• WHAT THE TASK REQUIRES
Exclude every picture and return the remaining entries below verbatim.

• RECORDS
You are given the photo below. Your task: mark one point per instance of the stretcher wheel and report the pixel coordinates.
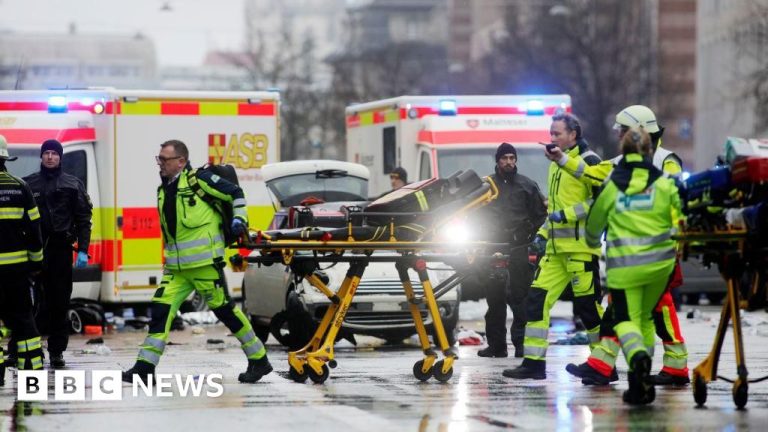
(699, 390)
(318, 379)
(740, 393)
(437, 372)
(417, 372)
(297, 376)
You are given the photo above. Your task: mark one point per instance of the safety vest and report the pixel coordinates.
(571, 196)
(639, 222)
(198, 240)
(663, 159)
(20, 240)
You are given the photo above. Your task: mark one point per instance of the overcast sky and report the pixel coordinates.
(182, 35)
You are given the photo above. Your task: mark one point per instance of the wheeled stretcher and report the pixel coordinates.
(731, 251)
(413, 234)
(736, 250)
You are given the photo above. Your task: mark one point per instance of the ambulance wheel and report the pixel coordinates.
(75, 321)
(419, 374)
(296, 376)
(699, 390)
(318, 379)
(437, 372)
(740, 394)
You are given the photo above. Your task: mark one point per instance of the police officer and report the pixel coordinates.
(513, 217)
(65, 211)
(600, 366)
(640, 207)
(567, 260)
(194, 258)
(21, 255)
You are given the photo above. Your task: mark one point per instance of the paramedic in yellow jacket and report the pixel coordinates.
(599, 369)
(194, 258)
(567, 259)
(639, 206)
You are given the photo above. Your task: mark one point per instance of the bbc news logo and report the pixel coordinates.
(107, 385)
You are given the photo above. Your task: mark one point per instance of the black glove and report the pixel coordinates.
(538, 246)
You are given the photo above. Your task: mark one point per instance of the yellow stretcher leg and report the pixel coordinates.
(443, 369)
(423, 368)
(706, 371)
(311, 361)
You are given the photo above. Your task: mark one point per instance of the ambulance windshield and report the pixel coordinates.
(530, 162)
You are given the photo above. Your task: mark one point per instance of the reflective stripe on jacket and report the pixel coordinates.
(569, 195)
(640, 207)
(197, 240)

• THE COMPLETED TASK
You are given the photo below. Your task: mark one point per instance of the stretcher wheel and report the pixel coordinates.
(699, 390)
(318, 379)
(740, 393)
(437, 372)
(417, 372)
(297, 376)
You are given the photo above. Your task: mark one point per instance of the safety vest and report the pixel coordinates.
(571, 196)
(639, 222)
(198, 240)
(663, 159)
(20, 240)
You are given the photo above. Your task: mark one point per instance of the overcast sky and report the pixel coordinates.
(182, 35)
You are given the photo above. Your task: mark one point per instance of the wheeled stretcher and report the pixel coordinates.
(731, 251)
(413, 234)
(736, 250)
You are given the photo above. Your task: mark one point per instance of the ambulance wheel and report the pixel coordinates.
(75, 321)
(419, 374)
(296, 376)
(699, 390)
(318, 379)
(437, 372)
(740, 394)
You are given the photo above. Your task: mark one point per instance of the police officer and report the pixel coordinates.
(513, 217)
(65, 211)
(600, 366)
(640, 207)
(567, 260)
(194, 258)
(21, 255)
You are given the photo above. Your task: mark one point per instance of the paramedic in yellow jacket and report the pixel coordinates.
(599, 369)
(194, 258)
(567, 259)
(639, 206)
You are given the photo above. Your task: mark one point per instance of the bbc news logo and report the pixel coordinates.
(107, 385)
You are given the photo above. Your task: mark one point per instance of the black glove and report the pixel coordinates.
(538, 246)
You are given the photo above. Your task: mark one point per instance of the yellow stretcher leg and report the pixel coordinates.
(443, 369)
(423, 368)
(706, 371)
(311, 361)
You are given the photo above. Your task: mark one point per instance of the ambulance windshield and report the pixel coordinates.
(530, 162)
You are given the photo above. Your task: mark one point per instance of the reflective stripe on jacket and report the pixel coordinates.
(569, 195)
(640, 207)
(197, 240)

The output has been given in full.